SET PROBLEM: Only the lines from the one containing "target | metal bracket" through the end of the material are to be echoed, each exactly as it appears.

+===+

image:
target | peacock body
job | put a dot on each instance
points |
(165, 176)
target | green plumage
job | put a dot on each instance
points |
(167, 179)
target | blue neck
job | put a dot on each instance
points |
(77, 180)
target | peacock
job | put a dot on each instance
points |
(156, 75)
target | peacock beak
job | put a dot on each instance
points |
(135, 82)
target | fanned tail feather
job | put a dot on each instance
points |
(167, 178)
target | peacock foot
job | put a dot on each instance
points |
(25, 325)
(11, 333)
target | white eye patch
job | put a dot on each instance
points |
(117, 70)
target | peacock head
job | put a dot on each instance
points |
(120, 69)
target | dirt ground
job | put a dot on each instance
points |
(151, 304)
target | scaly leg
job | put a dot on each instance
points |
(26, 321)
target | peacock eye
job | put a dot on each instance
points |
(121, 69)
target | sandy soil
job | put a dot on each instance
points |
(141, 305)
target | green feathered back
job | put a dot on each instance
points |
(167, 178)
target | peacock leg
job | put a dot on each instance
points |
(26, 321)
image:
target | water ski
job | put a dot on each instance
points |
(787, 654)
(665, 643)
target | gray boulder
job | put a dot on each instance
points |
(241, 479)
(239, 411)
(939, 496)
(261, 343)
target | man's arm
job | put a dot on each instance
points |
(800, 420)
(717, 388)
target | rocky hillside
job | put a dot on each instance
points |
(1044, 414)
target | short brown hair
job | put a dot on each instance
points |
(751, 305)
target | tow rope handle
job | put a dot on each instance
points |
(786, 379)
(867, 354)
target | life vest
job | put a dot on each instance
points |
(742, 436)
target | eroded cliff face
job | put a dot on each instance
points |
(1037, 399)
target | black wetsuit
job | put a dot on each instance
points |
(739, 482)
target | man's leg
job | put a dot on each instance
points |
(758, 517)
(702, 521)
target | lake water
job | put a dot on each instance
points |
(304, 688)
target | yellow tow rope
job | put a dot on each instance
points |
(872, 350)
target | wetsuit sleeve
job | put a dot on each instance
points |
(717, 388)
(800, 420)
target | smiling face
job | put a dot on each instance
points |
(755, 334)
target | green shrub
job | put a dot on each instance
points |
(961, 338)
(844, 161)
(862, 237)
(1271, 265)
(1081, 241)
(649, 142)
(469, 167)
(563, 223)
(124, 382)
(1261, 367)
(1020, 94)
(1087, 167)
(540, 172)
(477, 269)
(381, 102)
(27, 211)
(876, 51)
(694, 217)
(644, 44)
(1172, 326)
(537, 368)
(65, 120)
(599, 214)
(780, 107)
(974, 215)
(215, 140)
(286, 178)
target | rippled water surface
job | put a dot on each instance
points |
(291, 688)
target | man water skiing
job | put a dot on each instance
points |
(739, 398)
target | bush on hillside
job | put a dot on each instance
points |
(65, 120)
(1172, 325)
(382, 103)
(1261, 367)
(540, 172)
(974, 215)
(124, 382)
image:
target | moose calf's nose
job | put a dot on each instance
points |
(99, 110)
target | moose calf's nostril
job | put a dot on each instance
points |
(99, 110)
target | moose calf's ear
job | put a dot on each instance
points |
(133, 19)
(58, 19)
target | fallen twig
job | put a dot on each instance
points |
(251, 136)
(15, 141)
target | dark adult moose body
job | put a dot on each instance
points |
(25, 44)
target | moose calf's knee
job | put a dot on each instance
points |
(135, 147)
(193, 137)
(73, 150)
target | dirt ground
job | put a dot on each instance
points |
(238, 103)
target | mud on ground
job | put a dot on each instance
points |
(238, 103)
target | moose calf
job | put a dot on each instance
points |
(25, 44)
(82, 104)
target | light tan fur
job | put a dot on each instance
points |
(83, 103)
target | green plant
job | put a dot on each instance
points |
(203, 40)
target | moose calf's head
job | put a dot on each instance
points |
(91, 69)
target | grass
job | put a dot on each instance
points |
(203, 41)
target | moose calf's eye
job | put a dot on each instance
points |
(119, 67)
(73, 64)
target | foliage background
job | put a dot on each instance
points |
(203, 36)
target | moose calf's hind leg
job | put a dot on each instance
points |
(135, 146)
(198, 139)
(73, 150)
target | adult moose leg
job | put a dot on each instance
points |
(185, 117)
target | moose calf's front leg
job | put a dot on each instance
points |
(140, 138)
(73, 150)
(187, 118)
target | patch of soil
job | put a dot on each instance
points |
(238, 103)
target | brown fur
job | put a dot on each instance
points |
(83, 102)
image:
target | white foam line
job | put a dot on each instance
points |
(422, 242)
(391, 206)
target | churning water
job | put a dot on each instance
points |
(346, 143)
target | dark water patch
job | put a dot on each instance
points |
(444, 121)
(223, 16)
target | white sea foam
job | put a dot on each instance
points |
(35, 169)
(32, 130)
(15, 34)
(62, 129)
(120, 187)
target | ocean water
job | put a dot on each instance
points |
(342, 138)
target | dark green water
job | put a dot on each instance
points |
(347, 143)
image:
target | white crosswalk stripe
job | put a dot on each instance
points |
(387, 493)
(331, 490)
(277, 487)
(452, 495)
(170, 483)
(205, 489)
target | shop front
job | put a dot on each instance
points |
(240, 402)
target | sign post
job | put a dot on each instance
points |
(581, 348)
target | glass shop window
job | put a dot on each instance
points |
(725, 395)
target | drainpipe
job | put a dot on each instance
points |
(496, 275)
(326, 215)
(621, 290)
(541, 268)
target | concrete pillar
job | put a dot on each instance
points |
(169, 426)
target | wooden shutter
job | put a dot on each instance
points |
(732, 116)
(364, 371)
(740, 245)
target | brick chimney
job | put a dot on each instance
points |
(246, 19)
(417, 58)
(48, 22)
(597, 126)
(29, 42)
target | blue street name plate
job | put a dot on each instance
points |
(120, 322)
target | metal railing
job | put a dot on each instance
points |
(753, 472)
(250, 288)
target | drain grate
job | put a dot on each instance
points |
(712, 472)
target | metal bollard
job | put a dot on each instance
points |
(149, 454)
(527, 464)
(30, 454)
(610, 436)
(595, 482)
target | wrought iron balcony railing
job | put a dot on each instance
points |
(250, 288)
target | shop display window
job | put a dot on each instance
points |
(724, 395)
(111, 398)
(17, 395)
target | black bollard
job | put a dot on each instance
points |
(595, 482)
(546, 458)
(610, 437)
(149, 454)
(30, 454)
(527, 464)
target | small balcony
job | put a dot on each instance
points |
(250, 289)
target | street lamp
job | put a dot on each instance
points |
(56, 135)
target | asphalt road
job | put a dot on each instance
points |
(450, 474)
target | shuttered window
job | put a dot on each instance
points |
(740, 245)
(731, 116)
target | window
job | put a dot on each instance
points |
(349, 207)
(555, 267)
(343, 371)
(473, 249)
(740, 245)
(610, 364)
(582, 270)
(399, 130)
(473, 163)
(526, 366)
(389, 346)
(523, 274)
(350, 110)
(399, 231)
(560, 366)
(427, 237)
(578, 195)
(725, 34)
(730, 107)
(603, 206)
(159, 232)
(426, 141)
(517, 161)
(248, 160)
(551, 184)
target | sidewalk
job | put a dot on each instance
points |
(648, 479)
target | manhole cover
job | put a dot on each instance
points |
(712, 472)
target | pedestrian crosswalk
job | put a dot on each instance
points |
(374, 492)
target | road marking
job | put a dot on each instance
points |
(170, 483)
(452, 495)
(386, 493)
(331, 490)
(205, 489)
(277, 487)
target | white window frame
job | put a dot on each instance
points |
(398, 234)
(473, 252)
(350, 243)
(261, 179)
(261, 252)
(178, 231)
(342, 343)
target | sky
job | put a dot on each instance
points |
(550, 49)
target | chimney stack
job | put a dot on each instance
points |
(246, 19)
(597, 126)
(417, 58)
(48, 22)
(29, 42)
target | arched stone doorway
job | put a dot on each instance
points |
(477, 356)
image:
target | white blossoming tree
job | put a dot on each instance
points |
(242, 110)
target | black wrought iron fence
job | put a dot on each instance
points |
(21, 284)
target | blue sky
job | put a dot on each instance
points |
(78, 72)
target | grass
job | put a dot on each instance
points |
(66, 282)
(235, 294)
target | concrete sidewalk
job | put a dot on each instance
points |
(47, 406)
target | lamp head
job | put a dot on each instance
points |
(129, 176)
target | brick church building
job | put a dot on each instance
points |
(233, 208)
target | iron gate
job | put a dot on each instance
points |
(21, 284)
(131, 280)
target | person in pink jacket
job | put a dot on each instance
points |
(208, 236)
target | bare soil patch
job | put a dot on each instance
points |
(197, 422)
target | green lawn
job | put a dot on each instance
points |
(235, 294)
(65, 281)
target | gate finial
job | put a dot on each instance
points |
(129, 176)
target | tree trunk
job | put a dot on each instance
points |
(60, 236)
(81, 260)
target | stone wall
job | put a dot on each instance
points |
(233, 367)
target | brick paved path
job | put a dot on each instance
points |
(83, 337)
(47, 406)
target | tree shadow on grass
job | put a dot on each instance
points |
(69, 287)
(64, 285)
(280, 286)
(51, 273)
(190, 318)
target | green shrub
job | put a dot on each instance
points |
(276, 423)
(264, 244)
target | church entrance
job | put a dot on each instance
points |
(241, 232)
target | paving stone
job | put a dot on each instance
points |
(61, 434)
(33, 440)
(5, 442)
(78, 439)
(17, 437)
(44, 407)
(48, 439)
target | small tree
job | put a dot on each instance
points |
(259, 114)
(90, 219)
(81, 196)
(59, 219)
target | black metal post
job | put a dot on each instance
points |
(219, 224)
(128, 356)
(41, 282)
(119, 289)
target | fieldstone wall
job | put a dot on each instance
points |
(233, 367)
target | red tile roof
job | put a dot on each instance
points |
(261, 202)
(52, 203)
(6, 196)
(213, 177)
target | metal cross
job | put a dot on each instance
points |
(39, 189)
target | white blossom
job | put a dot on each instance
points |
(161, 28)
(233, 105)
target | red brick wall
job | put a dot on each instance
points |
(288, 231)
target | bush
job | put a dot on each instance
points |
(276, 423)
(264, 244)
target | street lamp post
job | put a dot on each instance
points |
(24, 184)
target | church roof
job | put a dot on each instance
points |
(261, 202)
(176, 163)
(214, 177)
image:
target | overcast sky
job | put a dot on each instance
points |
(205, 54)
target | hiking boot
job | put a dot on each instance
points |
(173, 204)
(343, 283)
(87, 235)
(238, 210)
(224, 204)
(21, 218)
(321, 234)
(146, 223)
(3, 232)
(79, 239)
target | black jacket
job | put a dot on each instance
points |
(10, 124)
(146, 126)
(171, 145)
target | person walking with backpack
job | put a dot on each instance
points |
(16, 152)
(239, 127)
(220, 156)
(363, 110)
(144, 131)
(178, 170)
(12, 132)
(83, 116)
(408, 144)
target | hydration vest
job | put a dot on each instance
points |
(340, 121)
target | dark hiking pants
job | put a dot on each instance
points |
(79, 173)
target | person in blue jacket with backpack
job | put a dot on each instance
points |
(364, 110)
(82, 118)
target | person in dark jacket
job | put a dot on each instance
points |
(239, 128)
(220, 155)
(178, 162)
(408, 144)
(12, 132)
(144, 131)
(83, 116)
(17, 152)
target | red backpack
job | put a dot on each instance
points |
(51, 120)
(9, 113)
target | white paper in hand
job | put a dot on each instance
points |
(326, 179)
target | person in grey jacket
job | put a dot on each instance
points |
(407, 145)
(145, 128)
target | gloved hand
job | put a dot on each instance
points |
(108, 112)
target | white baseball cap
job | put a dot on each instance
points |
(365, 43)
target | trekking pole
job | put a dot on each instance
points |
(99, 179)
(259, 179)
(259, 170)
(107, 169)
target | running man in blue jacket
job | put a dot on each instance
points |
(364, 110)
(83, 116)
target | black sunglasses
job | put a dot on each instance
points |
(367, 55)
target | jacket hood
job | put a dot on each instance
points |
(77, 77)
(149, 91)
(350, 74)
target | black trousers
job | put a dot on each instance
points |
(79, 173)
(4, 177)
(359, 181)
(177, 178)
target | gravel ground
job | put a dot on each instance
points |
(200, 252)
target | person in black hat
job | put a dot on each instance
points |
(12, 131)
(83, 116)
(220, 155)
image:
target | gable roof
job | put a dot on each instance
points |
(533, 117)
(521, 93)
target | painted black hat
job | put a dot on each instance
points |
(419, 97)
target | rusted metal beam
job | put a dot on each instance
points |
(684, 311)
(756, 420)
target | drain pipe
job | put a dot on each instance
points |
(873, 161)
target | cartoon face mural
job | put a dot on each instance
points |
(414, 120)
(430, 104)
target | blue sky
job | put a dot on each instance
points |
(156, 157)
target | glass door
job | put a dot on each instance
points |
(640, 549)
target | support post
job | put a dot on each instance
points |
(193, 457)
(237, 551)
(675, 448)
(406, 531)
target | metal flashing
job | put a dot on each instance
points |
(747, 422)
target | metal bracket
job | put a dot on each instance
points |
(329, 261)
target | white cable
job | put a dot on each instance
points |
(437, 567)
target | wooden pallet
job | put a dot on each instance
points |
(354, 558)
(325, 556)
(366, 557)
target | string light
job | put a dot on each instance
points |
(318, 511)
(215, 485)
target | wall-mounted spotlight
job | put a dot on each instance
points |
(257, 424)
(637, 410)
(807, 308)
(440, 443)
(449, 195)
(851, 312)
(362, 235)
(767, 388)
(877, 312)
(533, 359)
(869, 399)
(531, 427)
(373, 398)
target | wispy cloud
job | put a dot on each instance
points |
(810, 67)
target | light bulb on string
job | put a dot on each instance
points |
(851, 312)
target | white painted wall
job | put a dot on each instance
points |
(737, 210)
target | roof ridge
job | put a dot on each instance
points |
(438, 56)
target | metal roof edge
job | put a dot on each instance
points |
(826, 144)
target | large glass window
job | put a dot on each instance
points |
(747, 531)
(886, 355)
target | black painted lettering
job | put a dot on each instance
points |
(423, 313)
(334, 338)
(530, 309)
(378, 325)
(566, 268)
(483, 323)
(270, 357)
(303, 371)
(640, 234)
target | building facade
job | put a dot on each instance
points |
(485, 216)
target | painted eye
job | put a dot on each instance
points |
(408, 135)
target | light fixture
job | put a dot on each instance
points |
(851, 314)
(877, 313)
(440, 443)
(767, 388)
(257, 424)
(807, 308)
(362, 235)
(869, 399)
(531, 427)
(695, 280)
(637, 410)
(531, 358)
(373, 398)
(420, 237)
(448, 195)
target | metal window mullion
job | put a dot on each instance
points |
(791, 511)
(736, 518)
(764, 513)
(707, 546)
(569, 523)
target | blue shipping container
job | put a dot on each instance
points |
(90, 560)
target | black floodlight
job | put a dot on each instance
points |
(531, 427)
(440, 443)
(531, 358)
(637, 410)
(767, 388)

+===+

EXERCISE SOLUTION:
target | metal bracket
job | put a dot on each instance
points |
(329, 261)
target | white cable
job | put a dot on each instance
points |
(437, 567)
target | wooden pallet
job | put a dot on each instance
points |
(354, 558)
(325, 556)
(366, 557)
target | string light
job | put a dot on each instance
points |
(318, 511)
(215, 485)
target | wall-mounted spotlight
job | put a dot on each instance
points |
(257, 424)
(637, 410)
(807, 308)
(440, 443)
(449, 195)
(851, 312)
(362, 235)
(767, 388)
(877, 312)
(533, 359)
(869, 399)
(531, 427)
(373, 398)
target | wispy cloud
job | put a dot on each instance
points |
(810, 67)
target | light bulb on string
job | put a dot on each instance
points |
(851, 312)
target | white painted wall
job | put a dot on each instance
points |
(737, 210)
target | roof ridge
job | put a dot on each instance
points |
(438, 56)
target | metal roof edge
job | put a dot on each instance
points |
(826, 144)
target | large glass window
job | put a dot on each instance
points |
(747, 531)
(886, 355)
target | black painted lettering
job | put a dot on each instance
points |
(423, 313)
(334, 338)
(530, 309)
(378, 325)
(566, 268)
(483, 323)
(270, 357)
(303, 371)
(640, 234)
target | building facade
job | put a dot on each instance
points |
(485, 216)
target | painted eye
job | put a dot on each instance
points |
(408, 135)
target | light fixture
job | put a dot on each instance
points |
(851, 314)
(877, 313)
(440, 443)
(767, 388)
(257, 424)
(807, 308)
(362, 235)
(869, 399)
(531, 427)
(695, 280)
(637, 410)
(531, 358)
(373, 398)
(420, 237)
(448, 195)
target | metal window mullion
job | put a dot on each instance
points |
(791, 511)
(736, 518)
(764, 513)
(707, 546)
(569, 523)
target | blue shipping container
job | put a dot on each instance
points |
(90, 560)
target | black floodlight
job | put a dot on each instance
points |
(531, 427)
(440, 443)
(531, 358)
(637, 410)
(767, 388)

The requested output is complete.